=== Source material ===
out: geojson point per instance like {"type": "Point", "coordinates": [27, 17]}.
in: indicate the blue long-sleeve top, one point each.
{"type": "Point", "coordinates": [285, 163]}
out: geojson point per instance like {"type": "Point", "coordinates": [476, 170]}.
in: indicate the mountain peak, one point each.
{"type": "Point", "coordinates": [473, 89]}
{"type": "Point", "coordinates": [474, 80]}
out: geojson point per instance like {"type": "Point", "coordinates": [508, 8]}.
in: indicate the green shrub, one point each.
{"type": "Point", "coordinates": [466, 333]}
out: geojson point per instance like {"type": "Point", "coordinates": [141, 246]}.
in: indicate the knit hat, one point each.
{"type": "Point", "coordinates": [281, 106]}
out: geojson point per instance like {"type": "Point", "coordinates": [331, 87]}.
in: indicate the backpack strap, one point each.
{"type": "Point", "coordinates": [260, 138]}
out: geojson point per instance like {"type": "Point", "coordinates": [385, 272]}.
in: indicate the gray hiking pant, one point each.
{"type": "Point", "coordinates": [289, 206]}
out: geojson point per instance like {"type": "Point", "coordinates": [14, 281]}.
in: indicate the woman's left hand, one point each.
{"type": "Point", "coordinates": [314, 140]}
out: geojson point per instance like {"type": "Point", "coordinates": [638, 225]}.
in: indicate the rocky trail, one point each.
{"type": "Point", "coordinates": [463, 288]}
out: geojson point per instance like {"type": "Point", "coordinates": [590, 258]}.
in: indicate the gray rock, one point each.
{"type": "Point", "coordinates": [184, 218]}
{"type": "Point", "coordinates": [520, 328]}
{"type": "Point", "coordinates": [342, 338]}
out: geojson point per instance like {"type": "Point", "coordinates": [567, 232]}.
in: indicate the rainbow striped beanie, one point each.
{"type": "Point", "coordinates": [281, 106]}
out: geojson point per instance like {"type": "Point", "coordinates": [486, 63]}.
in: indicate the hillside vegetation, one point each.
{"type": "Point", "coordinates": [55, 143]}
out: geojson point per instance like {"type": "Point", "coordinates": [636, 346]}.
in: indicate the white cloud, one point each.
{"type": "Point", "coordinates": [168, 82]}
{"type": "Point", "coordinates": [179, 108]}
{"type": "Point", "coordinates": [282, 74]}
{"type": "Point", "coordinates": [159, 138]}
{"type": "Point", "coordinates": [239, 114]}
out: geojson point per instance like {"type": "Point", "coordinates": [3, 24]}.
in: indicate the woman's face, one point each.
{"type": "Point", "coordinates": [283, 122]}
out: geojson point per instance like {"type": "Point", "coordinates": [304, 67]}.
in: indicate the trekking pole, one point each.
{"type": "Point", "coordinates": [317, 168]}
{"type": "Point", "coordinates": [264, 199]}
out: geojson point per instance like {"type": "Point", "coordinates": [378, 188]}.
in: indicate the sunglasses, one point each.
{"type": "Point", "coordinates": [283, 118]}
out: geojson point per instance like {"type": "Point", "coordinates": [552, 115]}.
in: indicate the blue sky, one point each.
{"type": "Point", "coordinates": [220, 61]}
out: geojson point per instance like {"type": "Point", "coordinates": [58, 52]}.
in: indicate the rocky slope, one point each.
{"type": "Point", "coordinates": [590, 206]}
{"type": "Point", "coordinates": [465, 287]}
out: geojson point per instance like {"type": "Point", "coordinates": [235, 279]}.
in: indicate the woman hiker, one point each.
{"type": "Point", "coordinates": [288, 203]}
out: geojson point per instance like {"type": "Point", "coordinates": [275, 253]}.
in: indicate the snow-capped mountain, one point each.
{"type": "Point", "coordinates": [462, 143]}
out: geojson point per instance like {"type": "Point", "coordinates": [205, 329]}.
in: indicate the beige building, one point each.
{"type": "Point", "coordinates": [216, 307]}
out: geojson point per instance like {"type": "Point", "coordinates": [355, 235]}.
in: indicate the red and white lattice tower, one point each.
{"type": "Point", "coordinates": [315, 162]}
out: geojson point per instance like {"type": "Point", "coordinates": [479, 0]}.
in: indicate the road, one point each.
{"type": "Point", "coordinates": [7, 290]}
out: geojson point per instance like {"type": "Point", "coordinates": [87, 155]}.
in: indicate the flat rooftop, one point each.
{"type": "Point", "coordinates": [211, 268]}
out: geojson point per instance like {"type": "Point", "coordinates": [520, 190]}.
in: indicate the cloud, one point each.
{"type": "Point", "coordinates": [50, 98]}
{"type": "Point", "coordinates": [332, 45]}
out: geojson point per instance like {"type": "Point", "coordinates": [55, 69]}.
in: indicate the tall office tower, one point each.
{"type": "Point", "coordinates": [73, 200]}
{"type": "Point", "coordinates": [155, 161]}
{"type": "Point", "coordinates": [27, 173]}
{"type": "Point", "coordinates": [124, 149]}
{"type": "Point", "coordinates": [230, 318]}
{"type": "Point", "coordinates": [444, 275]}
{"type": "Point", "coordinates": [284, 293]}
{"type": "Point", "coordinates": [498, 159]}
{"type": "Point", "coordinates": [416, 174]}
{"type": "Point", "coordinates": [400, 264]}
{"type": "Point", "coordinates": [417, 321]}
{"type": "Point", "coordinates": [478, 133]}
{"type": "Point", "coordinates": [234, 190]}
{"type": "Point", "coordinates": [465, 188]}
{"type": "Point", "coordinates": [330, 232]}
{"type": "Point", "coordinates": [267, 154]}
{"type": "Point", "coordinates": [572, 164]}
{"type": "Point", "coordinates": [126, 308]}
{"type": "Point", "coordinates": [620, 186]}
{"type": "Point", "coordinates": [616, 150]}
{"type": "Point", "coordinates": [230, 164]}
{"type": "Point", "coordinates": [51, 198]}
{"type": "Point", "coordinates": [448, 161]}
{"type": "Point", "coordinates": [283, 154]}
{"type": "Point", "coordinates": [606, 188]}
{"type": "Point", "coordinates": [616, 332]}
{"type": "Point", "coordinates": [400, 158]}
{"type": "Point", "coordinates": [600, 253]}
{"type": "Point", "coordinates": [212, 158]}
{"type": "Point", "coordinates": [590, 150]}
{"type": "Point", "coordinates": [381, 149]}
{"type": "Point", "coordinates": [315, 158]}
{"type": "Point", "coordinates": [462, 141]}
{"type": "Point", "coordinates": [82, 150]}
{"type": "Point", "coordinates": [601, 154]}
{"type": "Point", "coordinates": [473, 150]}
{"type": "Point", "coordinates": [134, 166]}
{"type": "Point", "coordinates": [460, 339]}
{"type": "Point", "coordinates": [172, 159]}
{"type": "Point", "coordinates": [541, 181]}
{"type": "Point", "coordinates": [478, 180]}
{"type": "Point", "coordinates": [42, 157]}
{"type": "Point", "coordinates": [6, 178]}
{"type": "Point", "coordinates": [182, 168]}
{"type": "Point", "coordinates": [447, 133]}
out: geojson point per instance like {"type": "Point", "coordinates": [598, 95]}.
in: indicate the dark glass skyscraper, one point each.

=== Exercise ===
Each record above should be returned exactly as it appears.

=== Answer for this exercise ===
out: geojson point per instance like {"type": "Point", "coordinates": [27, 17]}.
in: indicate the blue long-sleeve top, one point each.
{"type": "Point", "coordinates": [285, 163]}
out: geojson point per instance like {"type": "Point", "coordinates": [476, 170]}.
in: indicate the mountain peak, one point each.
{"type": "Point", "coordinates": [473, 89]}
{"type": "Point", "coordinates": [474, 80]}
out: geojson point per instance like {"type": "Point", "coordinates": [508, 8]}.
in: indicate the green shrub, one point each.
{"type": "Point", "coordinates": [466, 333]}
out: geojson point per instance like {"type": "Point", "coordinates": [141, 246]}.
in: indicate the knit hat, one point each.
{"type": "Point", "coordinates": [281, 106]}
out: geojson point per instance like {"type": "Point", "coordinates": [331, 87]}.
in: indicate the backpack strap, one point each.
{"type": "Point", "coordinates": [260, 138]}
out: geojson point per instance like {"type": "Point", "coordinates": [385, 272]}.
in: indicate the gray hiking pant, one point each.
{"type": "Point", "coordinates": [289, 206]}
out: geojson point per instance like {"type": "Point", "coordinates": [14, 281]}.
in: indicate the woman's left hand, one point each.
{"type": "Point", "coordinates": [314, 140]}
out: geojson point per instance like {"type": "Point", "coordinates": [638, 225]}.
in: indicate the rocky trail, one point each.
{"type": "Point", "coordinates": [463, 288]}
out: geojson point per instance like {"type": "Point", "coordinates": [590, 258]}.
in: indicate the gray rock, one point each.
{"type": "Point", "coordinates": [184, 218]}
{"type": "Point", "coordinates": [520, 328]}
{"type": "Point", "coordinates": [342, 338]}
out: geojson point per instance like {"type": "Point", "coordinates": [567, 232]}.
in: indicate the rainbow striped beanie, one point each.
{"type": "Point", "coordinates": [281, 106]}
out: geojson point per instance like {"type": "Point", "coordinates": [486, 63]}.
in: indicate the hillside vegetation, one point each.
{"type": "Point", "coordinates": [55, 143]}
out: geojson point per instance like {"type": "Point", "coordinates": [636, 346]}.
in: indicate the white cloud, one point each.
{"type": "Point", "coordinates": [168, 82]}
{"type": "Point", "coordinates": [179, 108]}
{"type": "Point", "coordinates": [282, 74]}
{"type": "Point", "coordinates": [159, 138]}
{"type": "Point", "coordinates": [239, 114]}
out: geojson point per instance like {"type": "Point", "coordinates": [3, 24]}.
in: indicate the woman's face, one point each.
{"type": "Point", "coordinates": [283, 122]}
out: geojson point per instance like {"type": "Point", "coordinates": [304, 67]}.
in: indicate the trekking pole, one point each.
{"type": "Point", "coordinates": [317, 168]}
{"type": "Point", "coordinates": [264, 199]}
out: geojson point per instance like {"type": "Point", "coordinates": [378, 188]}.
in: indicate the sunglasses, one point each.
{"type": "Point", "coordinates": [283, 118]}
out: geojson point per instance like {"type": "Point", "coordinates": [552, 115]}.
in: indicate the blue sky, one point each.
{"type": "Point", "coordinates": [220, 61]}
out: geojson point per instance like {"type": "Point", "coordinates": [58, 52]}.
in: indicate the rocky slope, one point each.
{"type": "Point", "coordinates": [590, 206]}
{"type": "Point", "coordinates": [465, 287]}
out: geojson point per instance like {"type": "Point", "coordinates": [235, 279]}.
in: indicate the woman hiker, one point each.
{"type": "Point", "coordinates": [288, 203]}
out: geojson point per instance like {"type": "Point", "coordinates": [275, 253]}.
in: indicate the snow-capped mountain, one point each.
{"type": "Point", "coordinates": [462, 143]}
out: geojson point per instance like {"type": "Point", "coordinates": [205, 329]}.
in: indicate the beige building, one point each.
{"type": "Point", "coordinates": [216, 307]}
out: geojson point per instance like {"type": "Point", "coordinates": [355, 235]}.
in: indicate the red and white lattice tower, one point each.
{"type": "Point", "coordinates": [315, 162]}
out: geojson point per instance like {"type": "Point", "coordinates": [479, 0]}.
in: indicate the road, one point each.
{"type": "Point", "coordinates": [7, 290]}
out: geojson point per instance like {"type": "Point", "coordinates": [87, 155]}.
in: indicate the flat rooftop, one point each.
{"type": "Point", "coordinates": [211, 268]}
out: geojson point per instance like {"type": "Point", "coordinates": [520, 190]}.
in: indicate the cloud, one point each.
{"type": "Point", "coordinates": [50, 98]}
{"type": "Point", "coordinates": [332, 45]}
out: geojson point per instance like {"type": "Point", "coordinates": [55, 69]}.
in: indicate the tall office tower, one point each.
{"type": "Point", "coordinates": [73, 200]}
{"type": "Point", "coordinates": [155, 161]}
{"type": "Point", "coordinates": [27, 173]}
{"type": "Point", "coordinates": [124, 149]}
{"type": "Point", "coordinates": [230, 318]}
{"type": "Point", "coordinates": [444, 275]}
{"type": "Point", "coordinates": [284, 293]}
{"type": "Point", "coordinates": [498, 159]}
{"type": "Point", "coordinates": [416, 174]}
{"type": "Point", "coordinates": [400, 264]}
{"type": "Point", "coordinates": [417, 321]}
{"type": "Point", "coordinates": [478, 133]}
{"type": "Point", "coordinates": [234, 190]}
{"type": "Point", "coordinates": [465, 188]}
{"type": "Point", "coordinates": [330, 232]}
{"type": "Point", "coordinates": [267, 154]}
{"type": "Point", "coordinates": [572, 164]}
{"type": "Point", "coordinates": [126, 308]}
{"type": "Point", "coordinates": [620, 186]}
{"type": "Point", "coordinates": [616, 150]}
{"type": "Point", "coordinates": [230, 164]}
{"type": "Point", "coordinates": [51, 198]}
{"type": "Point", "coordinates": [448, 161]}
{"type": "Point", "coordinates": [283, 154]}
{"type": "Point", "coordinates": [606, 188]}
{"type": "Point", "coordinates": [616, 332]}
{"type": "Point", "coordinates": [400, 158]}
{"type": "Point", "coordinates": [600, 253]}
{"type": "Point", "coordinates": [212, 158]}
{"type": "Point", "coordinates": [590, 150]}
{"type": "Point", "coordinates": [381, 149]}
{"type": "Point", "coordinates": [315, 158]}
{"type": "Point", "coordinates": [462, 141]}
{"type": "Point", "coordinates": [82, 150]}
{"type": "Point", "coordinates": [601, 154]}
{"type": "Point", "coordinates": [473, 150]}
{"type": "Point", "coordinates": [134, 166]}
{"type": "Point", "coordinates": [460, 339]}
{"type": "Point", "coordinates": [172, 159]}
{"type": "Point", "coordinates": [541, 181]}
{"type": "Point", "coordinates": [478, 180]}
{"type": "Point", "coordinates": [42, 157]}
{"type": "Point", "coordinates": [6, 178]}
{"type": "Point", "coordinates": [182, 168]}
{"type": "Point", "coordinates": [447, 133]}
out: geojson point per instance like {"type": "Point", "coordinates": [598, 95]}.
in: indicate the dark glass skyscraper, one point each.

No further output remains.